[[ PROVIDED TEXT, beginning ]]

Issues of access and inclusion are inextricably tied not only to the unique physical and psychological needs of community members but also to the socioeconomic disparities among them. As shown in the table above, Traverse City has a poverty rate of nearly 12% of the population, and these U.S. Census data were reported in 2019, prior to the economic fallout from the COVID-19 pandemic (Parker et al., 2020). Coupled with the fact that, as a resort destination, Traverse City is characterized by relatively low wages and high living costs (Milligan, 2019), these data reveal that any thirdspace in the region must, for starters, “be free or very, very low priced, like public transportation,” as one design charrette participant put it. Similarly, a survey respondent expressed interest in a “no cost or very low cost space.” Although cost is not the only factor related to access (walkability is another), it is a key consideration for community members who want to create thirdspaces that everyone can enjoy.
Fostering Community Partnerships
One way to expand access on multiple levels involves building community partnerships that prioritize thirdspaces. New and possibly more experimental thirdspace initiatives, like pop-up places, benefit from networking with existing and likely more traditional thirdspaces, like public libraries. This principle drives the collaborative efforts that Horizon co-owners are making toward transforming the Horizon location into a different, more sustainable thirdspace.
Balancing Diverse Preferences and Needs
Survey questions 11–13 asked participants to imagine their ideal thirdspace and describe its characteristics. These questions built on the experience with various thirdspaces that participants brought to the survey (see above for a partial list of thirdspaces participants frequented in the past). In response to question 12, participants itemized the thirdspace tools and resources they prefer and need, as shown here.
Bringing the Outside In
The quantitative and qualitative data revealed the significance of thirdspace settings. In fact, setting is an essential concern in a region like Traverse City, which is defined by the surrounding lakeshore and natural environment. This was an especially illuminating research finding: Natural features should be integrated into thirdspaces according to five survey respondents, a request that was echoed in four sketches from the design charrette activity. If they are not already outdoor destinations, such as pop-up structures in the Traverse City State Park alongside Grand Traverse Bay, thirdspaces need to incorporate nature into their built environments. Creative approaches abound to integrating freshwater and native plant species, for example, into thirdspace settings (León, 2016; Markusen & Gadwa, 2010; Webb, 2013). In these ways, thirdspaces can help make the unique natural environment of the Traverse City region more accessible, and more enjoyable, to more community members.
Thirdspaces can help make the unique natural environment of the Traverse City region more accessible, and more enjoyable, to more community members.

[[ PROVIDED TEXT, end ]]
[[ SUPPLIED ENTRIES, beginning ]]

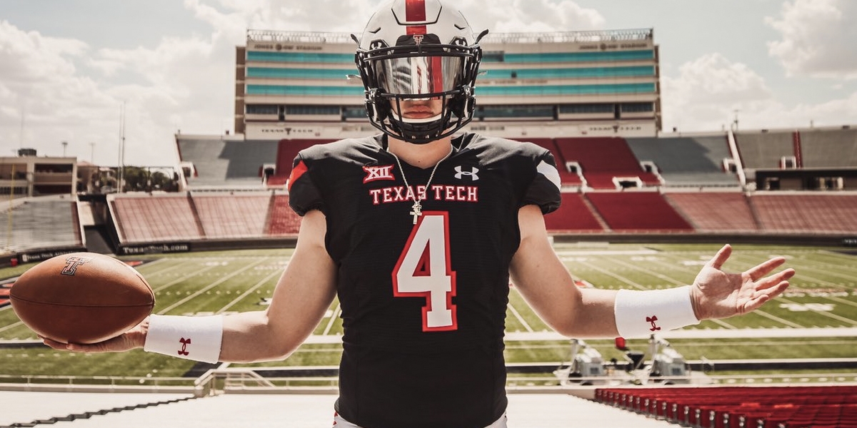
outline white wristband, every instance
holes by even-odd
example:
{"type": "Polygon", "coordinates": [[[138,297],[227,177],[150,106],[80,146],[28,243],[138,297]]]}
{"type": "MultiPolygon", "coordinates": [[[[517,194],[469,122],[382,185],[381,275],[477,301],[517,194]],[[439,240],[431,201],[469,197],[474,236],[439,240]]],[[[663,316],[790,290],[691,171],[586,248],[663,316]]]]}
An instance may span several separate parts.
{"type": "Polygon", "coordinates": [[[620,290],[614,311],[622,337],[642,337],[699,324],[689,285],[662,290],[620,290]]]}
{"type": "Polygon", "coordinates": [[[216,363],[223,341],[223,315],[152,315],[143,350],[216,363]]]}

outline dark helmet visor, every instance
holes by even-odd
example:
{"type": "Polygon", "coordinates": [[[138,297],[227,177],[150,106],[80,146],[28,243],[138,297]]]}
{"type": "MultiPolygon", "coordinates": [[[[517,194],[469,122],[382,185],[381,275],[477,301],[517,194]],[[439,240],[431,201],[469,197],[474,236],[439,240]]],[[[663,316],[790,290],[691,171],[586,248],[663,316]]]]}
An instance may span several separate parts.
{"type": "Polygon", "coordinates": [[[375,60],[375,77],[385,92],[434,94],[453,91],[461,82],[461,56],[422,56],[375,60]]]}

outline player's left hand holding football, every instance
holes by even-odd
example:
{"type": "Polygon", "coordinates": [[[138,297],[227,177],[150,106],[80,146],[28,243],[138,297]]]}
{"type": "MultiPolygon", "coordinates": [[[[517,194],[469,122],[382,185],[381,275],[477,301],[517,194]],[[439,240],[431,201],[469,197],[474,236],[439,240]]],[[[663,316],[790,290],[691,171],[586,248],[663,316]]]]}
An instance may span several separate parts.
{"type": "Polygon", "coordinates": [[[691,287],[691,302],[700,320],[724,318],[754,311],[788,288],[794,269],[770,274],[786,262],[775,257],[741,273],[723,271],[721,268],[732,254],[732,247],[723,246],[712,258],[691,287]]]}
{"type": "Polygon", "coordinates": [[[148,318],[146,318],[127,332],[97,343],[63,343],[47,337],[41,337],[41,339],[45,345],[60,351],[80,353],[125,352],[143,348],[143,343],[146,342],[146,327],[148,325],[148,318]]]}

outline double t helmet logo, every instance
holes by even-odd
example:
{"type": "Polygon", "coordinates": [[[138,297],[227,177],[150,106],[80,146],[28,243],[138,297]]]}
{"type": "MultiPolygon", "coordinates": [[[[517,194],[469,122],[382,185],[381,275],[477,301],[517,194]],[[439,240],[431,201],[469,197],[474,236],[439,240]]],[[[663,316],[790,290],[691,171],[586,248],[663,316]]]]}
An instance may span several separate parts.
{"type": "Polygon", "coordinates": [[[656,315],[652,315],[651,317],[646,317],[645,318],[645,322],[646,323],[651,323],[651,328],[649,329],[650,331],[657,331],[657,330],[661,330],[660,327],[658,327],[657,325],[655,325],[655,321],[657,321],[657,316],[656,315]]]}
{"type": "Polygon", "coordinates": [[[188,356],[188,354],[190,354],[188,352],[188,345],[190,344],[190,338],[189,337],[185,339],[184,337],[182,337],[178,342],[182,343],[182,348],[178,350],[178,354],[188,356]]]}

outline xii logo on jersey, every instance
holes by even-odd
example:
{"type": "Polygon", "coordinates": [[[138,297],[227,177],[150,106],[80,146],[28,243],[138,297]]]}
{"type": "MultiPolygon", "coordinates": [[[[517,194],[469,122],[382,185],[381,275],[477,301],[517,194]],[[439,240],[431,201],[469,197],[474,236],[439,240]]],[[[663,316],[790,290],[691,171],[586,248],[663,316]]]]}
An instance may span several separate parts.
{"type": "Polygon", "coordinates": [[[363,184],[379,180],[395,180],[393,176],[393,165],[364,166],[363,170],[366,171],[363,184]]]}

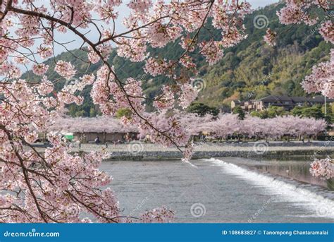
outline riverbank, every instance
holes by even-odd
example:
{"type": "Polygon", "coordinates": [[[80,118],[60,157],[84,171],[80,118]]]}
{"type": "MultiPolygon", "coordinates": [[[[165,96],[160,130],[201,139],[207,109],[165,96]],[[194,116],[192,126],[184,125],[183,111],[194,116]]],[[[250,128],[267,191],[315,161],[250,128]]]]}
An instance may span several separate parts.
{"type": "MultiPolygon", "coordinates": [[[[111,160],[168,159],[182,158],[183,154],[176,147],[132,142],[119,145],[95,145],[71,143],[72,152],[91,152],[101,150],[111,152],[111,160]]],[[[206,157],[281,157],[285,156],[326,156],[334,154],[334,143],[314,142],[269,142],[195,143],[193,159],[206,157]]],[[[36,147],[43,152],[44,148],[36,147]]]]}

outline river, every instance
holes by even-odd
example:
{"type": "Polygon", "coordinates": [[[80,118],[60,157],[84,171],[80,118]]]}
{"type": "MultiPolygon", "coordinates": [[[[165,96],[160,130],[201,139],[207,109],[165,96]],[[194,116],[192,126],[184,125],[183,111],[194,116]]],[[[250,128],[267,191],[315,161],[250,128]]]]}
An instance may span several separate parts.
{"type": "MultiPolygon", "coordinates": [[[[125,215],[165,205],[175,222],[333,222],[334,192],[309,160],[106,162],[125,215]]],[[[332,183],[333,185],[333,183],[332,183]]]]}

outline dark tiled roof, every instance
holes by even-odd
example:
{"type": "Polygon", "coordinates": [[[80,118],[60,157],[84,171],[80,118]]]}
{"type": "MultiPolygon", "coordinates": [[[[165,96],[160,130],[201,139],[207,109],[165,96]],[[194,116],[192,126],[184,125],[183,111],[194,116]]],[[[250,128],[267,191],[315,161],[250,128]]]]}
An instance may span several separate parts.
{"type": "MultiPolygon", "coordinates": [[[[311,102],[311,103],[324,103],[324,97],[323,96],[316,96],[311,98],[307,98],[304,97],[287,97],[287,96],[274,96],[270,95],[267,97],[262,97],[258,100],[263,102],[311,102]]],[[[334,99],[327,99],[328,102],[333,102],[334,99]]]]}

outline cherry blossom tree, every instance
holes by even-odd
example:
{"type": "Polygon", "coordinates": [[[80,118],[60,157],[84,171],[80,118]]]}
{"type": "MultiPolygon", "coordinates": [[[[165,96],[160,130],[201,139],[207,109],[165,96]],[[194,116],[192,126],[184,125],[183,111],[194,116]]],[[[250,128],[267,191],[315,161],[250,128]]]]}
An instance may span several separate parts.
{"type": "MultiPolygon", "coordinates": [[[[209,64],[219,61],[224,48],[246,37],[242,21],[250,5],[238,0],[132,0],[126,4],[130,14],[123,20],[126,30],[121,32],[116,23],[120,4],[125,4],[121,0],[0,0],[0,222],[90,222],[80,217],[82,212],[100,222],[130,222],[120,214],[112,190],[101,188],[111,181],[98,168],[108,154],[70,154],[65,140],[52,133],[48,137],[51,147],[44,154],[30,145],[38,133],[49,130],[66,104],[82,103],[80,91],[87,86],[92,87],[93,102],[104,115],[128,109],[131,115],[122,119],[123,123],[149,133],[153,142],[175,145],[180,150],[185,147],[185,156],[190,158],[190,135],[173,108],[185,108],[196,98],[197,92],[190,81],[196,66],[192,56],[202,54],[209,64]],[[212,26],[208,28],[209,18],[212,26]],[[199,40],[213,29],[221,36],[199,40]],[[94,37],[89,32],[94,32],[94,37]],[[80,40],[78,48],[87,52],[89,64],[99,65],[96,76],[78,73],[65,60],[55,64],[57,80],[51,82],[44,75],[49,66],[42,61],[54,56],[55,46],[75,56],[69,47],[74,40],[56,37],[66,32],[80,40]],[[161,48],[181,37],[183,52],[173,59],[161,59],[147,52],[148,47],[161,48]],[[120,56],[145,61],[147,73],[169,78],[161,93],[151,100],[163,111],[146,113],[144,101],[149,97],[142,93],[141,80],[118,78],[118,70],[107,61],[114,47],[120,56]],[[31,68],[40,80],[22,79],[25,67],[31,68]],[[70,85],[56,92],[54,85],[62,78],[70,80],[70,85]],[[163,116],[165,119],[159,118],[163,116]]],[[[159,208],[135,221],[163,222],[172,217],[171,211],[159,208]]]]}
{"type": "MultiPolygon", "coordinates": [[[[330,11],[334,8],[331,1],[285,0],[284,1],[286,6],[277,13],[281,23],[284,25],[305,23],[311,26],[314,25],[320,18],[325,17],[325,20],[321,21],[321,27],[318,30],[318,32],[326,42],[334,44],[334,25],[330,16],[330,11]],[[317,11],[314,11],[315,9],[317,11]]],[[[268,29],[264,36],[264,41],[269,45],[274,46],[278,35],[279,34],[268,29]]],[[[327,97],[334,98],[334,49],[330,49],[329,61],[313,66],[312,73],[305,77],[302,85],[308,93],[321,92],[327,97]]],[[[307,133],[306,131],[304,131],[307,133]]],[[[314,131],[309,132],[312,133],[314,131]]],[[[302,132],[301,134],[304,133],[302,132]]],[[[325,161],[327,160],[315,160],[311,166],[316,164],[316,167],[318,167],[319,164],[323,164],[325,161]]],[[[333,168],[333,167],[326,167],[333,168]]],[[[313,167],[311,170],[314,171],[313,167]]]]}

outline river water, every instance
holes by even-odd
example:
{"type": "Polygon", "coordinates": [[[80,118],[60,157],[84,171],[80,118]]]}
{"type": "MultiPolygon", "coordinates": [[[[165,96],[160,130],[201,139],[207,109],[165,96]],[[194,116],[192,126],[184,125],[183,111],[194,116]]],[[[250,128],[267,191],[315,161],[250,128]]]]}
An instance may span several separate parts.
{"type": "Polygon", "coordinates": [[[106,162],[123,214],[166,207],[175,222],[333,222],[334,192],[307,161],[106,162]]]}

[[ SUPPLIED ENTRIES, end ]]
[[ SUPPLIED ENTRIES, beginning ]]

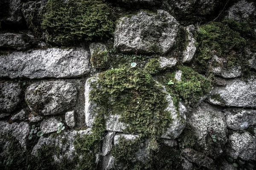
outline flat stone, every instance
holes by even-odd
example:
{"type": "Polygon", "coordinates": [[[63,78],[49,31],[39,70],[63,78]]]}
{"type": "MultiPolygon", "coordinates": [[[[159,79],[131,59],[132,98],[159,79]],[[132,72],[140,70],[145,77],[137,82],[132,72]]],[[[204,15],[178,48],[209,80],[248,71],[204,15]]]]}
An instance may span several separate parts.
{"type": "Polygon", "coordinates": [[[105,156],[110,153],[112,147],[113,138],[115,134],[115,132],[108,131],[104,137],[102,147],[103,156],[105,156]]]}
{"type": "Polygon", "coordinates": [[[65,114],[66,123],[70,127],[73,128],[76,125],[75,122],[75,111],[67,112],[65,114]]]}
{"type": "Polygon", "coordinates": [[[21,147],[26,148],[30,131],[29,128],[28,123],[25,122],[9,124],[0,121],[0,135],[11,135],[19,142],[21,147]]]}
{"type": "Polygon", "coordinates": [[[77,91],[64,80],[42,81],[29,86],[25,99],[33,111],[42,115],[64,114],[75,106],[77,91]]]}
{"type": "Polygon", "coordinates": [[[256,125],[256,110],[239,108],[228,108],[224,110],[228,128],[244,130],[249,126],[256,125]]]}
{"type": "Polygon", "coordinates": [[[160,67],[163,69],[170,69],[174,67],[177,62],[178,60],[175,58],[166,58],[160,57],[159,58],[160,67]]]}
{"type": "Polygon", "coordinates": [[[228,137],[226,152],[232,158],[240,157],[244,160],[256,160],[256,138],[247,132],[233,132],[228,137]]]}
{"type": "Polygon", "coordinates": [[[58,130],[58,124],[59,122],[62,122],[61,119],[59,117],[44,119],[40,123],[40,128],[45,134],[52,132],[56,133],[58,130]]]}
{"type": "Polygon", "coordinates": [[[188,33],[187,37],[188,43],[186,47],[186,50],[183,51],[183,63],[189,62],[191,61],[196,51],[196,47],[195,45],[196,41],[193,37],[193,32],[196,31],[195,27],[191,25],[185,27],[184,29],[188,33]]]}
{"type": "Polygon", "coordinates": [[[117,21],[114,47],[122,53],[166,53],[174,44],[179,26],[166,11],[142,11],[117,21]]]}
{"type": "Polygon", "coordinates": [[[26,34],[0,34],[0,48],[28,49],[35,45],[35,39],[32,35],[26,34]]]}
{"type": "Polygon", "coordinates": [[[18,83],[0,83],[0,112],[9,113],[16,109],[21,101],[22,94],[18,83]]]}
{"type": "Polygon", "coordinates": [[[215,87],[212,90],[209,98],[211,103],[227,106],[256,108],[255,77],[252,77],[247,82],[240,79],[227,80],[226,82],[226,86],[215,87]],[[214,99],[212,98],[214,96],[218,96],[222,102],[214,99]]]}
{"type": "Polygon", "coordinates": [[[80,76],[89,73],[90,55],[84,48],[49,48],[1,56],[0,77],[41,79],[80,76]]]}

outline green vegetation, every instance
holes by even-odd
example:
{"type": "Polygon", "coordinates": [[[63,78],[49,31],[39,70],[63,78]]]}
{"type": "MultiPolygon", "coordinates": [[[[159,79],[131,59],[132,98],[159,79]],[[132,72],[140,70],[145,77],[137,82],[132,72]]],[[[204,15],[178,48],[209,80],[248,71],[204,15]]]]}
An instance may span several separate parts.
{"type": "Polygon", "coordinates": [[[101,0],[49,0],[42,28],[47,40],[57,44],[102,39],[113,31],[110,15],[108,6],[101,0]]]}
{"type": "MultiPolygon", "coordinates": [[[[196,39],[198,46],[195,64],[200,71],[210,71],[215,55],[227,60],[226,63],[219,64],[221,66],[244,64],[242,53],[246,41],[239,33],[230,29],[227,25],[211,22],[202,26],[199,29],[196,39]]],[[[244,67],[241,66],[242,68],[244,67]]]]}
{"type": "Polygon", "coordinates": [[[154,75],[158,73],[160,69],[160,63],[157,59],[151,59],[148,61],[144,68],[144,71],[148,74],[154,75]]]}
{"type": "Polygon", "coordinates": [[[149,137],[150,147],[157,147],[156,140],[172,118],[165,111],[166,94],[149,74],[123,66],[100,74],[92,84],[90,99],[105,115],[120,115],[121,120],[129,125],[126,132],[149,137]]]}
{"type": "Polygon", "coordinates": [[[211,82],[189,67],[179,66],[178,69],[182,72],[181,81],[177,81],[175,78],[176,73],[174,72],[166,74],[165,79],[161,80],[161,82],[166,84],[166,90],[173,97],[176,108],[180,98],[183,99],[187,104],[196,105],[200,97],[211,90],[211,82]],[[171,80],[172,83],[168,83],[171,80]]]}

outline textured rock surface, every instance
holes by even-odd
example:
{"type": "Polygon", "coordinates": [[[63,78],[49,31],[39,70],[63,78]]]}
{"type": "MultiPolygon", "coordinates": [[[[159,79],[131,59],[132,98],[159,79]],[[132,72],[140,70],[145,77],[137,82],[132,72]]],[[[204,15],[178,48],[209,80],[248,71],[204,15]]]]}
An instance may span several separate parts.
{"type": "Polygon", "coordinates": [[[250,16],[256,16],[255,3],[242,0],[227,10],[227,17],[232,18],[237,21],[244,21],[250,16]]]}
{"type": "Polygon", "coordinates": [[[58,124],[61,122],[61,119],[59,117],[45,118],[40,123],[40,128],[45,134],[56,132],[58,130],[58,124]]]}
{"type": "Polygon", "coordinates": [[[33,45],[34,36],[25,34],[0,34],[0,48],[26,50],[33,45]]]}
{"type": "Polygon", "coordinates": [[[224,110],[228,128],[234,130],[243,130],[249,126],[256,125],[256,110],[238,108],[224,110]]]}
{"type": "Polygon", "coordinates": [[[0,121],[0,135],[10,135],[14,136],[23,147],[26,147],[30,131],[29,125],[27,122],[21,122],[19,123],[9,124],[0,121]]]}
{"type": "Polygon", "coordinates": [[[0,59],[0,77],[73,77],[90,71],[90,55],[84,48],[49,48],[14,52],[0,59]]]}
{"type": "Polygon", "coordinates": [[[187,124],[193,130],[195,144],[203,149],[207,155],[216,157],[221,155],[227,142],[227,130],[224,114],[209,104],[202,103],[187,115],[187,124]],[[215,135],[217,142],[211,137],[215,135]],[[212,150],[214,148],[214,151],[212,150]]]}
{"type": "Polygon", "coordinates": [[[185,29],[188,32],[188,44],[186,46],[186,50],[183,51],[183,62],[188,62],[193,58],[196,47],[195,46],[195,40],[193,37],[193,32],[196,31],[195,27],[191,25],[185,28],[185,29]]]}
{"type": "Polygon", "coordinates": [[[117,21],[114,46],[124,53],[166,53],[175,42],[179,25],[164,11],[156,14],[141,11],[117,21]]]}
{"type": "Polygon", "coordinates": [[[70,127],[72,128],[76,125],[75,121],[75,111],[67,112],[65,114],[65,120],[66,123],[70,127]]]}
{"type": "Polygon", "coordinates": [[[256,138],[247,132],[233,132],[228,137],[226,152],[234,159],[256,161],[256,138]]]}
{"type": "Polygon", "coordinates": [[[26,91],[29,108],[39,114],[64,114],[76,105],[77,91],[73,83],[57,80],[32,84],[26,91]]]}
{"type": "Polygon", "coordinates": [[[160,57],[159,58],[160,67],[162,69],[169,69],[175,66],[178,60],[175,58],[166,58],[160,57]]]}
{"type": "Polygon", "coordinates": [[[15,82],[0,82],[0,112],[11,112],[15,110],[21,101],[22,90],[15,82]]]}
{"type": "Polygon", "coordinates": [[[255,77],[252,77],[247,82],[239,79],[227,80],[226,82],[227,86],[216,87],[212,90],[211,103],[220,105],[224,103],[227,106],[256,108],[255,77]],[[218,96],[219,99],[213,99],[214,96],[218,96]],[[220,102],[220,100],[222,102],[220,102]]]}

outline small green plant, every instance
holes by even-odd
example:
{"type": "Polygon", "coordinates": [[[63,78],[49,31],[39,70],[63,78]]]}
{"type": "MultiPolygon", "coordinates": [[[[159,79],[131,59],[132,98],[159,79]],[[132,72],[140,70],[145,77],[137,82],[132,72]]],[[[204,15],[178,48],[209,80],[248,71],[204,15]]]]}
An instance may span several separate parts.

[[ SUPPLIED ENTRIES, end ]]

• **WHAT TO WORK ON**:
(a) Please list every source citation, author and year, that appears in parentheses in the Traverse City thirdspaces text above.
(b) Continue the Traverse City thirdspaces text from its last sentence.

• **TASK RESULTS**:
(a)
Parker et al., 2020
Milligan, 2019
León, 2016
Markusen & Gadwa, 2010
Webb, 2013

(b)
This project’s design outcome is a digital toolkit stakeholders may use to codesign their own physical thirdspace. The “toolkit” label situates this project within the realm of generative design research that Sanders (2008) identifies as a radical, mobilizing form of codesign. As a design research methodology that puts the power to design in the hands of a project’s stakeholders, codesign is both the guiding principle that drove the design intervention development process and the primary purpose of the intervention itself.
When users visit https://makea3rd.space/, they land on the homepage shown here. The top-navigation menu identifies the site’s pillar pages: How It Works, Projects, Community, and Support.
Users may visit the How It Works page without creating an account or signing in. The How It Works page features a mocked-up explainer video, viewable on YouTube.
Similar to the How It Works page, the site’s Support page does not require users to create an account to access. This page extends the informational function of the How It Works page and gives potential users the opportunity to learn more about the site and ask questions before deciding to create an account. The Support page includes a working list of frequently asked questions and a form to message the site administrator. This page also offers ongoing support for users who experience difficulties on the site or have product development ideas they want to share.
Accessing the Community page and the Projects page requires signing up for an account. Once signed in, users may select from options on the Community page to find an existing team, create a new team, and get inspired by browsing case studies of published projects. Because the Make a Thirdspace toolkit is a collaborative site, the Community page was designed to quickly connect team members to one another and their group projects.
On the Projects page, users may select from options to create a new project and edit existing projects. The prototype includes a sample project called the Up North project. Sharing settings per project are also accessible from this page.
The prototype guides users through the various steps involved in planning and building a thirdspace in a digital setting. Once users select a shape and size for their place, they may then design the features of the place. The Choose Your Features page includes options to drag and drop pre-loaded features onto the blank canvas and to sketch and add custom features to the library.
After features are chosen for a project, project details may be added to easily identify and return to a project in progress. The Add Your Details page includes options to flesh out project details such as name, location, schedule, budget, partnerships, and services.
Finally, users are encouraged to share their work with team members and, if they prefer, with the Make a Thirdspace community. From the Share Your Work page, users may notify team members of project updates and share project developments on social media with the #makea3rdspace hashtag.
To evaluate the effectiveness of the design intervention, a usability test was conducted with three of the six design charrette participants. It was one of the four data collection methods selected for this project, as described above. The test generated practical data about usability limitations of the design prototype as well as qualitative data about participant needs and expectations. These data were then triangulated, analyzed, and coded to discover overarching themes and patterns in a process resembling the project’s overall research design.
The usability test took place on Zoom in three individual sessions as participants each completed seven tasks (using a supplied design review link to the prototype in Adobe XD) and answered some introductory and follow-up questions. Unlike my participant-observer role in the design charrette, my role in the usability test was far less participatory and instead shaped by the goal of learning about each participant’s unique experience with the prototype. To this end, I provided initial instructions to testers, moderated and took notes during the sessions, and answered questions that arose (although I intentionally let participants try to figure out any issues they encountered rather than guiding them through the prototype). Testers were encouraged to use a think-aloud process that revealed key functionality limitations and insights.
Testers were encouraged to use a think-aloud process that revealed key functionality limitations and insights.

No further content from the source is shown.